++++ Texto ++++

São duas frases, de duas telenovelas. A primeira é esta: “É a mesma coisa que falar com um autista.” Foi usada para descrever uma jovem que não queria conversar com o ex-namorado. A segunda é esta: “Eu confesso. Eu aproveitei-me da ingenuidade do Cristóvão para ele ajudar-me a controlar-te. Assim eu ficava a saber onde andavas... porque eu lhe disse que eras autista. Sim, porque ele assim podia-me ajudar, porque eu disse-lhe que tu não sabias tomar conta de ti sozinho.” É proferida por uma personagem que explica ao namorado com quem acaba de reconciliar-se a estratégia que usou para se reaproximar dele.

Estas duas frases, respectivamente das telenovelas A Única Mulher e Mulheres, ambas da TVI, motivaram Sónia Maria Exposto a apresentar uma queixa junto da Entidade Reguladora da Comunicação Social (ERC). A presidente da Associação Portuguesa para as Perturbações do Desenvolvimento e Autismo do Douro considera que “foram feitas referências ao autismo de forma depreciativa”, lê-se na deliberação da Entidade Reguladora sobre a queixa.

Sónia Maria Exposto refere que a doença já não é designada como “autismo”, antes como “perturbação do espectro do autismo”, por englobar indivíduos “com níveis elevados de funcionalidade e inteligência que não se compadecem com aquilo que tentaram transmitir na novela”.

Na sua deliberação, a ERC começa por lembrar que, por se tratar de ficção, não cabe a esta entidade apreciar o “rigor da informação” prestada, já que “tal obrigação cinge-se aos conteúdos de natureza informativa”.

Contudo, continua a ERC, cabe-lhe verificar se o disposto na lei em matéria de liberdade de programação foi cumprido e se os limites da Lei da Televisão e dos Serviços Audiovisuais a Pedido foram cumpridos. “Tais limites coincidem com direitos constitucionalmente consagrados, como sejam a dignidade da pessoa humana, direitos, liberdades e garantias fundamentais, a proibição de incitamento ao ódio racial, religioso, político ou gerado pela cor, origem étnica ou nacional, pelo sexo, pela orientação sexual ou pela deficiência.”

Assim sendo, a ERC considera que no primeiro caso, na frase usada na novela A Única Mulher, a palavra “autista” assume “um valor coloquial” ao ilustrar uma situação de “falta de comunicação” e, no segundo caso, da novela Mulheres, é uma “situação de falta de autonomia” que despoleta “uma estratégia de aproximação”.

Ou seja, considera esta entidade, a palavra “autista” visa “apenas descrever/caracterizar o comportamento das personagens identificadas e não ofender quem tenha autismo”.

++++ Material fornecido ++++

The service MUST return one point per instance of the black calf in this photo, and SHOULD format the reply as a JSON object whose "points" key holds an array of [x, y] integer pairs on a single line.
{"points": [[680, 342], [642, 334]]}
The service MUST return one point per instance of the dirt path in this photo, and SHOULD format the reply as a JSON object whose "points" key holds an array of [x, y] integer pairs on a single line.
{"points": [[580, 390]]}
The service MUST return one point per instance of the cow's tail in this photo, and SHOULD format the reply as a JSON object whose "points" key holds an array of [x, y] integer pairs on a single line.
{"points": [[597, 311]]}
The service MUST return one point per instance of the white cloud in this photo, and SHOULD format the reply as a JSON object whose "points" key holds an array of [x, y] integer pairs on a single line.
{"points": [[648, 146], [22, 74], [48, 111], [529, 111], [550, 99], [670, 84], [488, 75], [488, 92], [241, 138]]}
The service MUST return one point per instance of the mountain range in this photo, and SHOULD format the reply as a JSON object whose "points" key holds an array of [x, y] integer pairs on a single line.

++++

» **Tarefas a realizar**:
1/ De acordo com o texto, de que canal são as telenovelas A Única Mulher e Mulheres?
2/ Cite do texto o trecho que vai de "São duas frases, de" a "se reaproximar dele.".

» **Soluções**:
1/ Ambas são da TVI.

2/
São duas frases, de duas telenovelas. A primeira é esta: “É a mesma coisa que falar com um autista.” Foi usada para descrever uma jovem que não queria conversar com o ex-namorado. A segunda é esta: “Eu confesso. Eu aproveitei-me da ingenuidade do Cristóvão para ele ajudar-me a controlar-te. Assim eu ficava a saber onde andavas... porque eu lhe disse que eras autista. Sim, porque ele assim podia-me ajudar, porque eu disse-lhe que tu não sabias tomar conta de ti sozinho.” É proferida por uma personagem que explica ao namorado com quem acaba de reconciliar-se a estratégia que usou para se reaproximar dele.